WHAT THE TASK REQUIRES:
How many lines in the entries below contain the word "Target"? Reply with the number alone.

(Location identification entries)
************

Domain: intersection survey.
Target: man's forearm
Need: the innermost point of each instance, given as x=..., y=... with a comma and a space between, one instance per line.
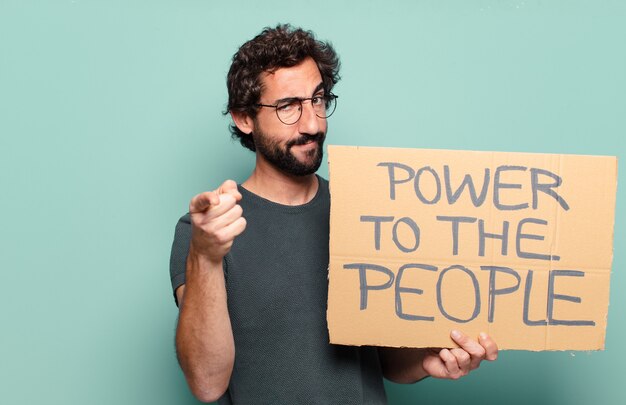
x=204, y=339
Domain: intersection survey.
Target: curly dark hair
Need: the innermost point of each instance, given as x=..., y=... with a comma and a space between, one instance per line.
x=274, y=48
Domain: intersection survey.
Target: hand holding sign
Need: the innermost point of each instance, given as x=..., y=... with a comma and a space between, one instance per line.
x=216, y=220
x=458, y=362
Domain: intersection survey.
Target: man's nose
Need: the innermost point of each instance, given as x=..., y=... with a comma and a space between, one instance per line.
x=309, y=122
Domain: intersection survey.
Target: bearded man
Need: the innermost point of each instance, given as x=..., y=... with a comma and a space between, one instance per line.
x=249, y=262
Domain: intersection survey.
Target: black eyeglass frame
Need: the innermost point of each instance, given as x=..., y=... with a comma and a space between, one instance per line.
x=330, y=97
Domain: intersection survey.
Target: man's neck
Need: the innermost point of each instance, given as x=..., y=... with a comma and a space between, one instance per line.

************

WRITTEN REPLY:
7